-------- Provided passage --------
Staying informed about what tools exist, and where they excel, is most of the challenge in monitoring how development toolchains evolve. Subscribing to developer newsletters, attending conferences, or just remaining genuinely curious will be the best way to stay in the know.

Interaction modes and prompt engineering 

Beyond the tools, the way developers interact with AI tools is also evolving. From chat interfaces that offer conversational assistance to in-line code editor integrations that provide real-time suggestions, the interface landscape is diverse, with voice as a modality gradually becoming more common (e.g., Copilot, ChatGPT).

Building up the skill of how to prompt the tool (often referred to as prompt engineering) will pay dividends as the tools themselves become more powerful.

Automation and productivity enhancements 

Good automation is key for many software development workflows. Bringing infrastructure management and code generation tasks into this workstream, with the right AI tooling, will allow developers to improve reliability while reducing overhead.
--------
### Instructions
**1)** In the passage on AI in software development, replace "suggestions" with "recommendations" and write out the section starting at "Interaction modes and" and ending at "become more powerful.".
**2)** According to the passage on AI in software development, what is the skill of prompting the tool often called?
-------- Dataset records --------
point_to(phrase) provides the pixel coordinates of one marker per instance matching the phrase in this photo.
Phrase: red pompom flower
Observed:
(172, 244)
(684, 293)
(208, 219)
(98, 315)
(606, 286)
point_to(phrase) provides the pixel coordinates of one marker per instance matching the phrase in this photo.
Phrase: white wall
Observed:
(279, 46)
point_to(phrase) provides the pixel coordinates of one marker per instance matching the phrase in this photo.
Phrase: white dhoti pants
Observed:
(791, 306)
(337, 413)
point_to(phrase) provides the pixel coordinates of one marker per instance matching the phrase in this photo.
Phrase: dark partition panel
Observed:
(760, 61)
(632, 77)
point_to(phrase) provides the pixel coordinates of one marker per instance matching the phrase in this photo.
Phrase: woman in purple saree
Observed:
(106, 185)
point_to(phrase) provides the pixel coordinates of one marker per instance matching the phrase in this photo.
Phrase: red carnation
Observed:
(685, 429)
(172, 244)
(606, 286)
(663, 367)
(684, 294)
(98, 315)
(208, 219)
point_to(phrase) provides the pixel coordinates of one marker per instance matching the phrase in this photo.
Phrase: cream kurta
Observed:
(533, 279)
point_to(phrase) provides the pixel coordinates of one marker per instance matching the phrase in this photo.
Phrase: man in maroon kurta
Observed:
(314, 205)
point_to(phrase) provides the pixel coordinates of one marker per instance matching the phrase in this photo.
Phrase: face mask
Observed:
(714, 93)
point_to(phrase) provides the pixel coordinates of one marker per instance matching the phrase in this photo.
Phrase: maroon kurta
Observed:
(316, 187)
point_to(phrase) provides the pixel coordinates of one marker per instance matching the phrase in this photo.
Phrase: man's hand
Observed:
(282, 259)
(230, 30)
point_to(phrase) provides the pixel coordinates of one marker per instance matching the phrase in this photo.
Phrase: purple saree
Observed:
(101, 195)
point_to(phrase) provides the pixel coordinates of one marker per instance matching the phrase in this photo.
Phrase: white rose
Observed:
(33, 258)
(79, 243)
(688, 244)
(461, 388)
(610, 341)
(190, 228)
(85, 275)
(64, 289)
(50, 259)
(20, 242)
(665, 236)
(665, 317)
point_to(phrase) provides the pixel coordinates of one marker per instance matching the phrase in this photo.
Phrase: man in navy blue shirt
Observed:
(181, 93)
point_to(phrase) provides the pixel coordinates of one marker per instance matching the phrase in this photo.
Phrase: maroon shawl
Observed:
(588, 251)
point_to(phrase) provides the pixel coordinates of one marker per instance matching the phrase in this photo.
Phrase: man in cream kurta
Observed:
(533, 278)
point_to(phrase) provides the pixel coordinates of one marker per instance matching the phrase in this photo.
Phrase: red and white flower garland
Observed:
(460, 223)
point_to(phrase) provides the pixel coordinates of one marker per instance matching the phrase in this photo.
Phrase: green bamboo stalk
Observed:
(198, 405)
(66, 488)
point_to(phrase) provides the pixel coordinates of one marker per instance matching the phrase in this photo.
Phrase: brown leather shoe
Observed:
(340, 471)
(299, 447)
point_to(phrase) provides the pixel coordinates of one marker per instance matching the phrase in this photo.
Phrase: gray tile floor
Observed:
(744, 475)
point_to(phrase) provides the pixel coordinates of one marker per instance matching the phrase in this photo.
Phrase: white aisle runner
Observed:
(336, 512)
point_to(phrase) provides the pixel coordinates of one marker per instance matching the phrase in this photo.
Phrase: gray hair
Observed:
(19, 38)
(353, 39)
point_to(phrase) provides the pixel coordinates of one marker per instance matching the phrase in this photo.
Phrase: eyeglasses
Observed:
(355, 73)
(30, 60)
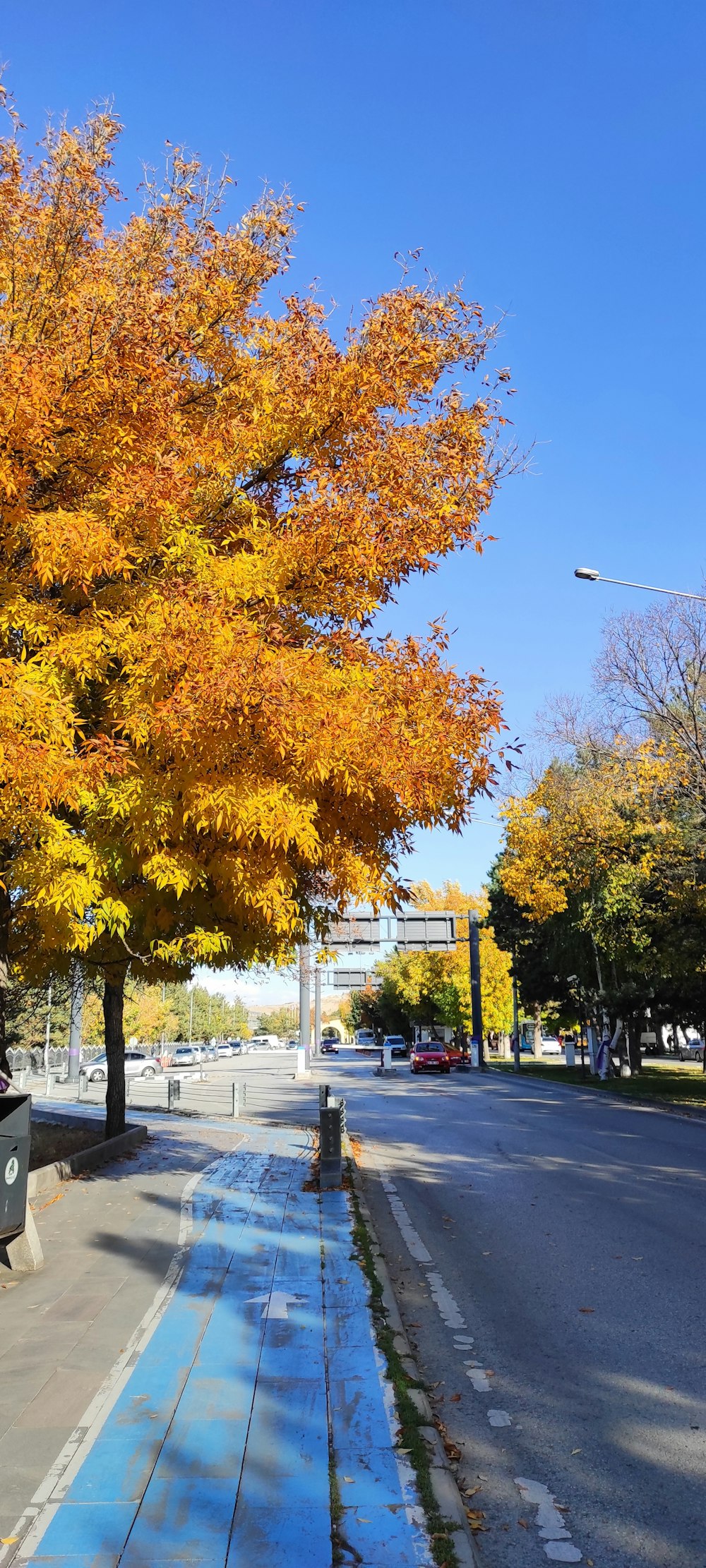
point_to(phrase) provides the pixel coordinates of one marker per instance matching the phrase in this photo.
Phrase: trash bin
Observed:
(15, 1162)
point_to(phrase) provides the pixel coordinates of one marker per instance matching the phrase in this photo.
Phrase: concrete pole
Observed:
(305, 1004)
(476, 996)
(515, 1021)
(318, 1007)
(76, 1021)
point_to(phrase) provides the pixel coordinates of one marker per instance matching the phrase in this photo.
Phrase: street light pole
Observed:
(517, 1068)
(589, 574)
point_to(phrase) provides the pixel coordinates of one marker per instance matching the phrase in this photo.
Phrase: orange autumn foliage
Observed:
(203, 505)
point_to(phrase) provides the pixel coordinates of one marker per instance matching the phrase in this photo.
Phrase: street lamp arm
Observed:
(587, 574)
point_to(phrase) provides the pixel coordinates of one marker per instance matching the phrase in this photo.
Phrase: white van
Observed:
(264, 1043)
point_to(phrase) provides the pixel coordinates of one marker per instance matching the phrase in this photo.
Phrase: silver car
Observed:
(187, 1056)
(137, 1065)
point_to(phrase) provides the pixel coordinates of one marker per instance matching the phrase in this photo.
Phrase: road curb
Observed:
(445, 1485)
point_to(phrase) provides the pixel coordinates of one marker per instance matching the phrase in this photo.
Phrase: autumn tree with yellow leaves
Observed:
(435, 988)
(203, 505)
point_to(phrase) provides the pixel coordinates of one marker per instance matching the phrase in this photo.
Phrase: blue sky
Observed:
(548, 151)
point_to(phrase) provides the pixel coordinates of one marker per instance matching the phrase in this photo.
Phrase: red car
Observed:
(429, 1057)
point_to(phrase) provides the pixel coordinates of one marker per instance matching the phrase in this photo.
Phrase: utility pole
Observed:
(47, 1040)
(76, 1021)
(515, 1021)
(476, 994)
(305, 1001)
(318, 1007)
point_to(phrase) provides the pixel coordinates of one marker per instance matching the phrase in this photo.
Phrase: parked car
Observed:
(187, 1056)
(693, 1051)
(137, 1065)
(431, 1056)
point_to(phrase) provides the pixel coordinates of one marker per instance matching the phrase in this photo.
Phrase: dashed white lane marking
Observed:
(413, 1239)
(446, 1303)
(479, 1380)
(553, 1531)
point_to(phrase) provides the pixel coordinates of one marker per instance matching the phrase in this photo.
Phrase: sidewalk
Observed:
(256, 1424)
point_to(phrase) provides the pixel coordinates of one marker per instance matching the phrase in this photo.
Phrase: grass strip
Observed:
(685, 1085)
(410, 1438)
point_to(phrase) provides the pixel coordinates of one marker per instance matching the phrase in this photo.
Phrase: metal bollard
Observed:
(330, 1145)
(337, 1103)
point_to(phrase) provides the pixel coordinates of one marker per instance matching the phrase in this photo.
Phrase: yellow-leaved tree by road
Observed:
(435, 988)
(203, 504)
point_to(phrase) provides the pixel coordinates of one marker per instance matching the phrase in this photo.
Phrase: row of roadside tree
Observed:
(206, 500)
(600, 891)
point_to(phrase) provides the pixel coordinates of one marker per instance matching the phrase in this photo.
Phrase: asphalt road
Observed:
(566, 1236)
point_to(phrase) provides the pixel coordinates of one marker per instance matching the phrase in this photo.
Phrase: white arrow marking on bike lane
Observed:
(277, 1303)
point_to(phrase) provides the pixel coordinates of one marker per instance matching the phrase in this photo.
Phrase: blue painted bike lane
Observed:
(261, 1377)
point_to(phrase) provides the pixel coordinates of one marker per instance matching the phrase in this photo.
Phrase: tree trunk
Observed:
(537, 1040)
(5, 915)
(633, 1035)
(115, 1051)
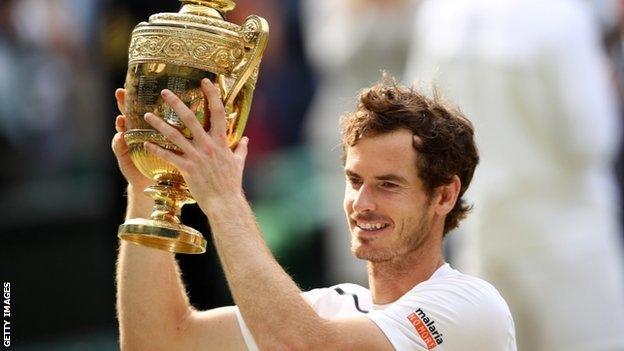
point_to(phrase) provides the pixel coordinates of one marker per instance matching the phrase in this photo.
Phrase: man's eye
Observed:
(388, 185)
(355, 181)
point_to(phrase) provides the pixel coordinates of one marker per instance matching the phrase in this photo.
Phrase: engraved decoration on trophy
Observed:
(176, 51)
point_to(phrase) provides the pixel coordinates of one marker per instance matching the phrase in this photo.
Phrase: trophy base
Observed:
(162, 235)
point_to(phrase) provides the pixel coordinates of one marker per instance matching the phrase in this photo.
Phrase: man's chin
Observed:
(371, 254)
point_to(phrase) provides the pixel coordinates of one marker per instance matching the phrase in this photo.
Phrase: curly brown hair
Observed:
(446, 145)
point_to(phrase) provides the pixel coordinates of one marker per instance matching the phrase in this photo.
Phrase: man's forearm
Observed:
(151, 300)
(269, 300)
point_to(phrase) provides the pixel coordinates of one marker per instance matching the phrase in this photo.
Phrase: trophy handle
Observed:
(237, 99)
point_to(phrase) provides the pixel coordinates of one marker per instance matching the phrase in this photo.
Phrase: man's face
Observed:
(387, 208)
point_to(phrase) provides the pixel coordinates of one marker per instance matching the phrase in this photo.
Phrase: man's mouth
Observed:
(371, 227)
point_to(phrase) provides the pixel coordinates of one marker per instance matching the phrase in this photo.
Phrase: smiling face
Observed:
(388, 211)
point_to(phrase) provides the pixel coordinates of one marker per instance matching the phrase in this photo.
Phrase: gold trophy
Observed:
(176, 51)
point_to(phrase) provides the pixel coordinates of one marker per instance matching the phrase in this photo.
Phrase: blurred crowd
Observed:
(543, 83)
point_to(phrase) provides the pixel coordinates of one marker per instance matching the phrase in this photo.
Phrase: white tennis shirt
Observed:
(450, 311)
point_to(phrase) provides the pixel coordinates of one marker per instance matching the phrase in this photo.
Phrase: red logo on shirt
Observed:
(425, 328)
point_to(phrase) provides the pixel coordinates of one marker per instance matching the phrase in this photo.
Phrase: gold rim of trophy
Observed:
(200, 39)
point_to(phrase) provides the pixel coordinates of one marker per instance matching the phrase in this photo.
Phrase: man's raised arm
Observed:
(152, 306)
(270, 302)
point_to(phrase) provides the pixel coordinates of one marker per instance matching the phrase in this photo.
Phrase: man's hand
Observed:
(213, 172)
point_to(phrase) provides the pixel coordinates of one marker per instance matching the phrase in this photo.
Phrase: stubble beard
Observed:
(406, 243)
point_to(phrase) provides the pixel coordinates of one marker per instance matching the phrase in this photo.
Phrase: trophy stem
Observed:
(164, 230)
(169, 197)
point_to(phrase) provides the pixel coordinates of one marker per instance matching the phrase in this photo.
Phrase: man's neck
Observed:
(389, 280)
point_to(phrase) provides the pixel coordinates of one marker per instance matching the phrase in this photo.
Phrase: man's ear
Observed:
(447, 196)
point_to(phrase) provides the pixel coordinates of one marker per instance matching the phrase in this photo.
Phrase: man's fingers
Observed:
(165, 154)
(118, 144)
(241, 148)
(218, 125)
(120, 123)
(169, 132)
(120, 96)
(186, 115)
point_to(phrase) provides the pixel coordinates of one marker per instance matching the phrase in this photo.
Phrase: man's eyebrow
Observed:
(392, 177)
(385, 177)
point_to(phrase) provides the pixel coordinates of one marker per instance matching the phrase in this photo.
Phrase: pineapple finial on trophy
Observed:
(176, 51)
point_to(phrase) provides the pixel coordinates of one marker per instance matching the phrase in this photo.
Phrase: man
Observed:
(408, 160)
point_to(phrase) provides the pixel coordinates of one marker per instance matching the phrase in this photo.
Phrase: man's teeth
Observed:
(371, 226)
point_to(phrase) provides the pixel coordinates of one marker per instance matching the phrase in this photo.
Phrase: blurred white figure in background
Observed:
(348, 43)
(532, 77)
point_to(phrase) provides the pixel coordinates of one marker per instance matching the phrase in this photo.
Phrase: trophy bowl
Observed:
(176, 51)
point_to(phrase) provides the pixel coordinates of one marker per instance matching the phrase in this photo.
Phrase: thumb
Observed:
(241, 148)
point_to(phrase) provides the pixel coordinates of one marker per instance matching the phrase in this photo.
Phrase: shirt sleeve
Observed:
(447, 318)
(312, 297)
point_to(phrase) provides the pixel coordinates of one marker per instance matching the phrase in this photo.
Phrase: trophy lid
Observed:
(203, 7)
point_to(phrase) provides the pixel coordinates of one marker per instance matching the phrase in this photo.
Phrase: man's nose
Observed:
(364, 200)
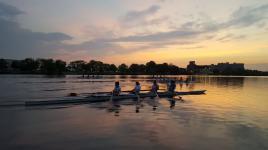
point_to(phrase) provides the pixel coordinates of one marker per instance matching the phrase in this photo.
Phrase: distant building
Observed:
(220, 68)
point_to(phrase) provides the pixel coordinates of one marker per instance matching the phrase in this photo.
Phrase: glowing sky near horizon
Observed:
(127, 31)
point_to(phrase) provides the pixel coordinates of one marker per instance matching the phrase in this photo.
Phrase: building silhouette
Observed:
(220, 68)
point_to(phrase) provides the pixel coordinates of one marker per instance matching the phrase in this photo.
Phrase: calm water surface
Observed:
(232, 115)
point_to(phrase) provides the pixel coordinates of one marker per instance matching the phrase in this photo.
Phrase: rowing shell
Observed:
(105, 97)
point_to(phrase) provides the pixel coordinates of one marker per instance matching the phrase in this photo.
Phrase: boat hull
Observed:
(102, 98)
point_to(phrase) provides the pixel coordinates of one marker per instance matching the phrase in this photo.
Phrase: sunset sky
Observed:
(136, 31)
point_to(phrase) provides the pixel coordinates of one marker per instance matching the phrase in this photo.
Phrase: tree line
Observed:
(93, 67)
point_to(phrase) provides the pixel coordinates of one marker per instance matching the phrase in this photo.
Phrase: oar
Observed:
(110, 92)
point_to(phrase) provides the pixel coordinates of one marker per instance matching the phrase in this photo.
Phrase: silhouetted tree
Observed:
(47, 66)
(29, 65)
(60, 66)
(150, 67)
(78, 66)
(123, 69)
(137, 69)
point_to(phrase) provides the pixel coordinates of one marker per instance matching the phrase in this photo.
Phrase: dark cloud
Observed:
(16, 42)
(247, 16)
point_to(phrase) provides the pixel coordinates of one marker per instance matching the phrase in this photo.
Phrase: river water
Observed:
(233, 115)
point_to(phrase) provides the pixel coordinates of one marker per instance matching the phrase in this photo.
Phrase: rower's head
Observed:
(116, 83)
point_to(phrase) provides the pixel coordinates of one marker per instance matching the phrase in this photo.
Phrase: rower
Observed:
--------
### Answers to this exercise
**1)**
Interaction modes and prompt engineering 

Beyond the tools, the way developers interact with AI tools is also evolving. From chat interfaces that offer conversational assistance to in-line code editor integrations that provide real-time recommendations, the interface landscape is diverse, with voice as a modality gradually becoming more common (e.g., Copilot, ChatGPT).

Building up the skill of how to prompt the tool (often referred to as prompt engineering) will pay dividends as the tools themselves become more powerful.

**2)** Prompt engineering.